§ **Source material**
__________

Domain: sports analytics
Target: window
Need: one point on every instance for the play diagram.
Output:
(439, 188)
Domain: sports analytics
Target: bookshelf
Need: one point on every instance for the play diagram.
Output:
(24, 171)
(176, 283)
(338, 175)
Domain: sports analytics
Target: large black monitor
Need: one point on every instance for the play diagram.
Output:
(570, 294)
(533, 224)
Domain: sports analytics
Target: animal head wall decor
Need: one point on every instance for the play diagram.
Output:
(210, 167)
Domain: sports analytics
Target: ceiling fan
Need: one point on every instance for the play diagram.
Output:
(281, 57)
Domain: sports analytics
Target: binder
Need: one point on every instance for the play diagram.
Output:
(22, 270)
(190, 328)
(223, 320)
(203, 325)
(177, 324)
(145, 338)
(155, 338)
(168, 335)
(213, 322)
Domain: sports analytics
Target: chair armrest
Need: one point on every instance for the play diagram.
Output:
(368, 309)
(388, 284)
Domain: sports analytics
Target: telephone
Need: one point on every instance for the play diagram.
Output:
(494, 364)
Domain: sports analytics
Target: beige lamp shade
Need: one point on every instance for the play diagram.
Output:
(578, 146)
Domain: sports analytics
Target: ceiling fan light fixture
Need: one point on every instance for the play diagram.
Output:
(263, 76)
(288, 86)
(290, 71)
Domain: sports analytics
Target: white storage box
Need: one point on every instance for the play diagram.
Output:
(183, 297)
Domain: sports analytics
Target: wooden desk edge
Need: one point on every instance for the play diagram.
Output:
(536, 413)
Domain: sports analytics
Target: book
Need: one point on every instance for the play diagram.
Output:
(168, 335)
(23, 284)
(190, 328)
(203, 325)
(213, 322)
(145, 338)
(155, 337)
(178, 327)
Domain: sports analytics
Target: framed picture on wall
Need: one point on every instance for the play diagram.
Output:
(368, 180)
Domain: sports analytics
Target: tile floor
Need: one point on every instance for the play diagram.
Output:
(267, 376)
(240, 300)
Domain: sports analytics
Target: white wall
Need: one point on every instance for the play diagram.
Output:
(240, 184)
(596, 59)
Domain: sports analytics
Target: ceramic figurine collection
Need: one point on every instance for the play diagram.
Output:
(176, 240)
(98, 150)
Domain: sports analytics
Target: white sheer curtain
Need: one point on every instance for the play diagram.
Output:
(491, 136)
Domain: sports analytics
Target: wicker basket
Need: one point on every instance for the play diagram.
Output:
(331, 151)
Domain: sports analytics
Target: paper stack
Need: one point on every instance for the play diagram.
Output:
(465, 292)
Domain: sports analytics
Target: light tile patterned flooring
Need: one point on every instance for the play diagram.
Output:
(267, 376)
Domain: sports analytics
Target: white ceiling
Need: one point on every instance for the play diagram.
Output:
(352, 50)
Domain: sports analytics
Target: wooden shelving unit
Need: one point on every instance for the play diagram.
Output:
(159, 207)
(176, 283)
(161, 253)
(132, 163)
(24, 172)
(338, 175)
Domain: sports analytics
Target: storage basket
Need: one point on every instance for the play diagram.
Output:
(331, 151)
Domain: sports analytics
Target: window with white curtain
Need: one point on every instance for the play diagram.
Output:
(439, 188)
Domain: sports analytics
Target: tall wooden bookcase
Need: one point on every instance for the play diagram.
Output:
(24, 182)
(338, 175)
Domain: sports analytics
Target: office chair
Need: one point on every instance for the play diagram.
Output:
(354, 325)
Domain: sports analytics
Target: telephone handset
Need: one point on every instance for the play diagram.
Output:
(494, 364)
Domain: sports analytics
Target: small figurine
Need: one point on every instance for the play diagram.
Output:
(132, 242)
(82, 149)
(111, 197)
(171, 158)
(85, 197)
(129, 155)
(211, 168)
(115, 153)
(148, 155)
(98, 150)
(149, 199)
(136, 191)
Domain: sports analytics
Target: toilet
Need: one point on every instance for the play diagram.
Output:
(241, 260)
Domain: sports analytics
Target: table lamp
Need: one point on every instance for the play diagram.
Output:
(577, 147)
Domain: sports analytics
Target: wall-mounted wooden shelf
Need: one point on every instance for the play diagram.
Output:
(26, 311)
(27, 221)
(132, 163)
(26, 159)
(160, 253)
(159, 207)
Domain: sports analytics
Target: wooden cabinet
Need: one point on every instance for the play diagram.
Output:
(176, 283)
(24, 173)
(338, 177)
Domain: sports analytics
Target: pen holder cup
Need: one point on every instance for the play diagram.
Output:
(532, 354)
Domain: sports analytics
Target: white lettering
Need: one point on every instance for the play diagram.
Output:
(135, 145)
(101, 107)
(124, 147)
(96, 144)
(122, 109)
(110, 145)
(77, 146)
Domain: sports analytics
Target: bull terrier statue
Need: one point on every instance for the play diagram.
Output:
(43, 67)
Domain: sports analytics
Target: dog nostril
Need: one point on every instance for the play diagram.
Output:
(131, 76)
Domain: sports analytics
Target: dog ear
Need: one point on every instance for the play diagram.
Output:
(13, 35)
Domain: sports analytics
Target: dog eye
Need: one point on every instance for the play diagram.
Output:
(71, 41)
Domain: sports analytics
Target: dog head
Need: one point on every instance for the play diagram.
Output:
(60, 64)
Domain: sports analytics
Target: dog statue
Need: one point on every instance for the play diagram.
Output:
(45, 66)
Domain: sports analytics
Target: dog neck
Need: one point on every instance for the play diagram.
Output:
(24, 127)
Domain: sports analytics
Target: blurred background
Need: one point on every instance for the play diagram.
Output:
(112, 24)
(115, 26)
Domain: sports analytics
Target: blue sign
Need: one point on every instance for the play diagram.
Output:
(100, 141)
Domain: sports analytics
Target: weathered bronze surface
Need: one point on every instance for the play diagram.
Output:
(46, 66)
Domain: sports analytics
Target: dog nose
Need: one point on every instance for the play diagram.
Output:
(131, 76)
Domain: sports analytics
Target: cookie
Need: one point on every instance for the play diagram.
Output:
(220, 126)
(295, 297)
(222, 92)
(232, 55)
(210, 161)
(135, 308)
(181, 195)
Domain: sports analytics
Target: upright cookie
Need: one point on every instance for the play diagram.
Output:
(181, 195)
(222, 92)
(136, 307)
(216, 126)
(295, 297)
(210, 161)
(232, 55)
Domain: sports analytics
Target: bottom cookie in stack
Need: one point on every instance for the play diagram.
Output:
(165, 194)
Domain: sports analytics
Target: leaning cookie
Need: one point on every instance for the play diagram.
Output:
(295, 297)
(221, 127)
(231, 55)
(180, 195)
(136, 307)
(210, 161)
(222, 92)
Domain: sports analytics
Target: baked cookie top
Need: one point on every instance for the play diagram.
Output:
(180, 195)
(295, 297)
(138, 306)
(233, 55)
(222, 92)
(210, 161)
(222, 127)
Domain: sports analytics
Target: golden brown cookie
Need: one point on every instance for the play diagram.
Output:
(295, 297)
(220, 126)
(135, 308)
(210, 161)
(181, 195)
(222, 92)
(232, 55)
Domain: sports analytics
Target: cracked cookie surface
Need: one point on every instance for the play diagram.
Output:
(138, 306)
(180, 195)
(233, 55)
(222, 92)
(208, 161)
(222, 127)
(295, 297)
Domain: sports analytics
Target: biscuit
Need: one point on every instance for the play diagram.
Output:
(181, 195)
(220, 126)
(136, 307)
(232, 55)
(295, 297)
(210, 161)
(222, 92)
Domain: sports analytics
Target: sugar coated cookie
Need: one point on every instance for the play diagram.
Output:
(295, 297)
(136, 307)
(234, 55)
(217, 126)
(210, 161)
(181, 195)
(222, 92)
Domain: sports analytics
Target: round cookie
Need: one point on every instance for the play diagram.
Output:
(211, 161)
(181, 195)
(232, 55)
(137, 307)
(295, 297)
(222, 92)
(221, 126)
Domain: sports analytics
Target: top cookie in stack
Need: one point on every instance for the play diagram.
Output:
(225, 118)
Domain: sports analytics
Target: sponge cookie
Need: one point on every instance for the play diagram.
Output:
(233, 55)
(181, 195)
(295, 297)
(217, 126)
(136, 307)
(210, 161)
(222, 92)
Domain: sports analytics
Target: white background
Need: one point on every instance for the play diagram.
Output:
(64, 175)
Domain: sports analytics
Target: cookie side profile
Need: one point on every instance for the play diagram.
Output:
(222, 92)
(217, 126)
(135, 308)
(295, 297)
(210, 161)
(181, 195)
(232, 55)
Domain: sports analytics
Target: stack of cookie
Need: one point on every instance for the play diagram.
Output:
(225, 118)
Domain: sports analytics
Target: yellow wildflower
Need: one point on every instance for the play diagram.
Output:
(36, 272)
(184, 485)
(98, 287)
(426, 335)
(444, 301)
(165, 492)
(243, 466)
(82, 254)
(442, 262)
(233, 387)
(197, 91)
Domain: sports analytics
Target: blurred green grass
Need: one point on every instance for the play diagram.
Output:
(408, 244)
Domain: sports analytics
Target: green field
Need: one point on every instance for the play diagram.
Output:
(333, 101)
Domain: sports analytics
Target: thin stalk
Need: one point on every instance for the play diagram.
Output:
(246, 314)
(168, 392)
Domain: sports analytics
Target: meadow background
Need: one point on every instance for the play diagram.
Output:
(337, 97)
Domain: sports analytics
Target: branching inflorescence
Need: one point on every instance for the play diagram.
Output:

__________

§ **Work to complete**
Search the records above for "white". Copy each line where it is found.

§ **Response area**
Target: white storage box
Target: white wall
Target: white sheer curtain
Target: white ceiling
Target: window with white curtain
Target: white lettering
Target: white background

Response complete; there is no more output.